In the UK, after the 1987 discovery that BSE could cause vCJD, the original feed ban was introduced in 1988 to prevent ruminant protein being fed to ruminants. In addition, it has been illegal to feed ruminants with all forms of mammalian protein (with specific exceptions) since November 1994 and to feed any farmed livestock, including fish and horses, with mammalian meat and bone meal (mammalian MBM) since 4 April 1996. Regulation (EC) No.999/2001 introduced EU-wide regulations, which relaxed UK controls.

In 2000, UK supermarket chain Co-op Food was still calling for "a legally-binding Europe-wide ban on the feeding of animal waste to farm animals". They opined that the practice was tantamount to cannibalism. According to the BBC at the time there was no ban on the use in livestock feed of animal blood, tallow, poultry offal and feather meal.

=== European categories ===
In Europe (before the 2002 EU Regulation), animal by-products were classified into two categories: "high risk" or "low risk" products. Since 2002, "processed animal protein" and other animal by-products, authorized or not for various uses, are categorized into three categories (by the European Regulation 2002) according to their supposed or demonstrated level of health risk.

- _Data to examine_
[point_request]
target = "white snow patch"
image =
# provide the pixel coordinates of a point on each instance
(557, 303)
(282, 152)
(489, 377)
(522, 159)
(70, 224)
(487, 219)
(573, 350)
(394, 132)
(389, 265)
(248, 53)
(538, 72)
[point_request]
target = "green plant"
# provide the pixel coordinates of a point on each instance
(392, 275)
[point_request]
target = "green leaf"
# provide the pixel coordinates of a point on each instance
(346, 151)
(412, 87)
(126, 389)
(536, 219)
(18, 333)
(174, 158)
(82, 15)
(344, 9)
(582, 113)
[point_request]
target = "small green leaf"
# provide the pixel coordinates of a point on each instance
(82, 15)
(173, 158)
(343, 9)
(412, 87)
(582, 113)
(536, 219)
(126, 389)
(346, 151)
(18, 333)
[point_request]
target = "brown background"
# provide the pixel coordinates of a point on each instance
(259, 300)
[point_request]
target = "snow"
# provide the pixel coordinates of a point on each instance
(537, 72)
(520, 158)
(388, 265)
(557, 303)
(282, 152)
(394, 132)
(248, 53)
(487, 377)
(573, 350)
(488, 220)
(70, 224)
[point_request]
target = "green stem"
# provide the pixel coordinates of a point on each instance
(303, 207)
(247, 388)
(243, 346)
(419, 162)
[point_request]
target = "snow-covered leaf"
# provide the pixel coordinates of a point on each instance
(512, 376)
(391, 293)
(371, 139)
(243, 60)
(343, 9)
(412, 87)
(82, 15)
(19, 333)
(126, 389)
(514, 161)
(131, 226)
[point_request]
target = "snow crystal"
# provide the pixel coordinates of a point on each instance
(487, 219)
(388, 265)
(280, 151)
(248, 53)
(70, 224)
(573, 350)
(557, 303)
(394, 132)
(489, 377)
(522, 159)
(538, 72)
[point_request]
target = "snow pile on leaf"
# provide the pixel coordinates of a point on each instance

- _What to produce_
Return, word for word, the part of the animal feed passage above starting at "In the UK, after" and ending at "and feather meal.".

- _Task solution_
In the UK, after the 1987 discovery that BSE could cause vCJD, the original feed ban was introduced in 1988 to prevent ruminant protein being fed to ruminants. In addition, it has been illegal to feed ruminants with all forms of mammalian protein (with specific exceptions) since November 1994 and to feed any farmed livestock, including fish and horses, with mammalian meat and bone meal (mammalian MBM) since 4 April 1996. Regulation (EC) No.999/2001 introduced EU-wide regulations, which relaxed UK controls.

In 2000, UK supermarket chain Co-op Food was still calling for "a legally-binding Europe-wide ban on the feeding of animal waste to farm animals". They opined that the practice was tantamount to cannibalism. According to the BBC at the time there was no ban on the use in livestock feed of animal blood, tallow, poultry offal and feather meal.